- _Material for this exercise_
○ ○ ○ ○ ○

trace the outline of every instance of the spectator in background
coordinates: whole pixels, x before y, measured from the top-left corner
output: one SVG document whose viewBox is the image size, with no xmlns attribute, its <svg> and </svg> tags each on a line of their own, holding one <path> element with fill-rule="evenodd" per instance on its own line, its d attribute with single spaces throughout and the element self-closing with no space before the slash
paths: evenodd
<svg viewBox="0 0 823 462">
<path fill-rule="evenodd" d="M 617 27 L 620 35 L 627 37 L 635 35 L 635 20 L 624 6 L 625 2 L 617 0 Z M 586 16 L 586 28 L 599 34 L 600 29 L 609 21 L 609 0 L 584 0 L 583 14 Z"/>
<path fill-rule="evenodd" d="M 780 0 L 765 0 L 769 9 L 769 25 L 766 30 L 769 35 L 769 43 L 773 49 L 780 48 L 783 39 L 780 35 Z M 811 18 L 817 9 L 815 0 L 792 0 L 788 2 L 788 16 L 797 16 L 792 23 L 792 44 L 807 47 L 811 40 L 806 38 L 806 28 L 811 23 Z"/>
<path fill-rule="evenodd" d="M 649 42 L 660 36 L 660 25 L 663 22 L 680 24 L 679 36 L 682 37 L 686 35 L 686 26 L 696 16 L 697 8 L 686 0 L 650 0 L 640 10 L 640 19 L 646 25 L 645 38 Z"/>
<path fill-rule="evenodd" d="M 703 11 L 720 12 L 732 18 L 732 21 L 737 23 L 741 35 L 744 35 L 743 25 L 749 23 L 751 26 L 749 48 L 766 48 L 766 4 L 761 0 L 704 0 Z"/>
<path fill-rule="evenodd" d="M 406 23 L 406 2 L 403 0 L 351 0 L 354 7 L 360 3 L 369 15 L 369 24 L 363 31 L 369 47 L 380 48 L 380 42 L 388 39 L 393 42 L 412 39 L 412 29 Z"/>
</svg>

○ ○ ○ ○ ○

- _What this task involves_
Copy out every line of the material above, character for character.

- _Result for this task_
trace the outline of every instance of the spectator in background
coordinates: whole pixels, x before y, measured from the top-left corner
output: one SVG document whose viewBox is the image size, with no xmlns attribute, its <svg> and </svg> tags each on a line of their own, holding one <path> element with fill-rule="evenodd" per instance on its own line, its d attribute with single spaces throughout and the element self-closing with no space before the slash
paths: evenodd
<svg viewBox="0 0 823 462">
<path fill-rule="evenodd" d="M 617 27 L 620 35 L 627 37 L 635 35 L 635 20 L 624 6 L 625 2 L 617 0 Z M 586 16 L 586 28 L 599 34 L 600 29 L 609 21 L 609 0 L 584 0 L 583 14 Z"/>
<path fill-rule="evenodd" d="M 780 0 L 765 0 L 769 9 L 769 25 L 766 30 L 769 35 L 769 43 L 773 49 L 780 48 L 783 39 L 780 35 Z M 811 18 L 817 9 L 815 0 L 792 0 L 788 2 L 788 16 L 797 16 L 792 23 L 792 44 L 807 47 L 811 40 L 806 38 L 806 28 L 811 23 Z"/>
<path fill-rule="evenodd" d="M 649 42 L 660 36 L 660 25 L 663 22 L 680 24 L 679 36 L 682 37 L 686 35 L 686 26 L 696 16 L 697 8 L 686 0 L 650 0 L 640 10 L 640 19 L 646 25 L 645 38 Z"/>
<path fill-rule="evenodd" d="M 703 11 L 720 12 L 732 18 L 732 21 L 737 23 L 741 35 L 744 35 L 743 25 L 749 23 L 751 26 L 749 48 L 766 48 L 766 4 L 761 0 L 704 0 Z"/>
<path fill-rule="evenodd" d="M 406 23 L 406 2 L 403 0 L 351 0 L 354 7 L 360 3 L 369 15 L 369 24 L 363 31 L 369 47 L 380 48 L 380 42 L 388 39 L 393 42 L 412 39 L 412 29 Z"/>
</svg>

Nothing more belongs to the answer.